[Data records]
[Start of Attachment]

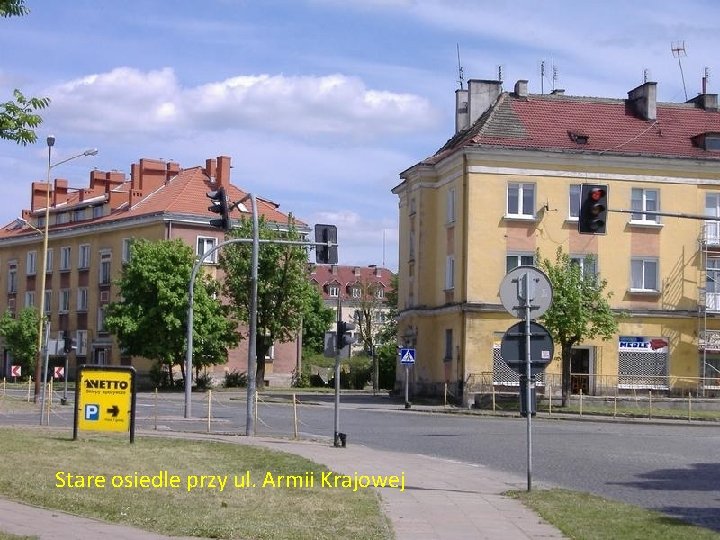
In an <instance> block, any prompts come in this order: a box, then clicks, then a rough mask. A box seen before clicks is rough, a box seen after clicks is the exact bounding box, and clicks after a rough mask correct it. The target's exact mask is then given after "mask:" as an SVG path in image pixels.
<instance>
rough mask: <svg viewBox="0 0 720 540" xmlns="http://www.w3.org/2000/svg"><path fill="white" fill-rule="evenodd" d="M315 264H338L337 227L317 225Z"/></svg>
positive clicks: (315, 231) (315, 247)
mask: <svg viewBox="0 0 720 540" xmlns="http://www.w3.org/2000/svg"><path fill="white" fill-rule="evenodd" d="M321 244H324V245H321ZM328 244H334V245H332V246H331V245H328ZM315 262H317V263H318V264H337V227H336V226H335V225H315Z"/></svg>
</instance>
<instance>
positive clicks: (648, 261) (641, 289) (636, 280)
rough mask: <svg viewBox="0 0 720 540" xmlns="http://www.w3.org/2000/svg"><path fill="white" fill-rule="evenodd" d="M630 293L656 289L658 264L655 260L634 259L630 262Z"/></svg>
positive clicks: (657, 273) (656, 291)
mask: <svg viewBox="0 0 720 540" xmlns="http://www.w3.org/2000/svg"><path fill="white" fill-rule="evenodd" d="M630 268H631V273H632V276H631V282H630V290H632V291H653V292H657V291H658V290H659V289H658V262H657V259H644V258H636V259H632V261H631V262H630Z"/></svg>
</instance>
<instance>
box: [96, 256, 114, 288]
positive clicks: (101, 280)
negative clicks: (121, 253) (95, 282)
mask: <svg viewBox="0 0 720 540" xmlns="http://www.w3.org/2000/svg"><path fill="white" fill-rule="evenodd" d="M111 263H112V253H110V252H109V251H101V252H100V274H99V276H98V283H100V285H108V284H110V270H111Z"/></svg>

[End of Attachment]

[ASSIGNMENT]:
Once the pictures are removed, write out all of the entries above exactly.

[EXPECTED OUTPUT]:
In an <instance> block, any prompts come in this order: a box, then clicks, then a rough mask. A box seen before clicks is rough, a box seen after clicks is the exact bounding box, and clicks after a rough mask correct it. The target's exact mask is then given after "mask:" as an SVG path in image pixels.
<instance>
rough mask: <svg viewBox="0 0 720 540" xmlns="http://www.w3.org/2000/svg"><path fill="white" fill-rule="evenodd" d="M315 264H338L337 227L317 225Z"/></svg>
positive clicks: (315, 231) (315, 247)
mask: <svg viewBox="0 0 720 540" xmlns="http://www.w3.org/2000/svg"><path fill="white" fill-rule="evenodd" d="M321 244H324V245H321ZM328 244H334V245H332V246H331V245H328ZM315 262H317V263H318V264H337V227H336V226H335V225H315Z"/></svg>
</instance>
<instance>
positive clicks: (648, 261) (641, 289) (636, 280)
rough mask: <svg viewBox="0 0 720 540" xmlns="http://www.w3.org/2000/svg"><path fill="white" fill-rule="evenodd" d="M630 293L656 289L658 264L655 260L634 259L630 262Z"/></svg>
positive clicks: (657, 273) (656, 291)
mask: <svg viewBox="0 0 720 540" xmlns="http://www.w3.org/2000/svg"><path fill="white" fill-rule="evenodd" d="M630 268H631V273H632V276H631V282H630V290H632V291H653V292H657V291H658V290H659V289H658V262H657V259H644V258H636V259H632V261H631V262H630Z"/></svg>
</instance>
<instance>
box: [96, 256, 114, 288]
positive clicks: (101, 280)
negative clicks: (121, 253) (95, 282)
mask: <svg viewBox="0 0 720 540" xmlns="http://www.w3.org/2000/svg"><path fill="white" fill-rule="evenodd" d="M111 263H112V253H110V252H109V251H101V252H100V274H99V276H98V283H100V285H108V284H110V270H111Z"/></svg>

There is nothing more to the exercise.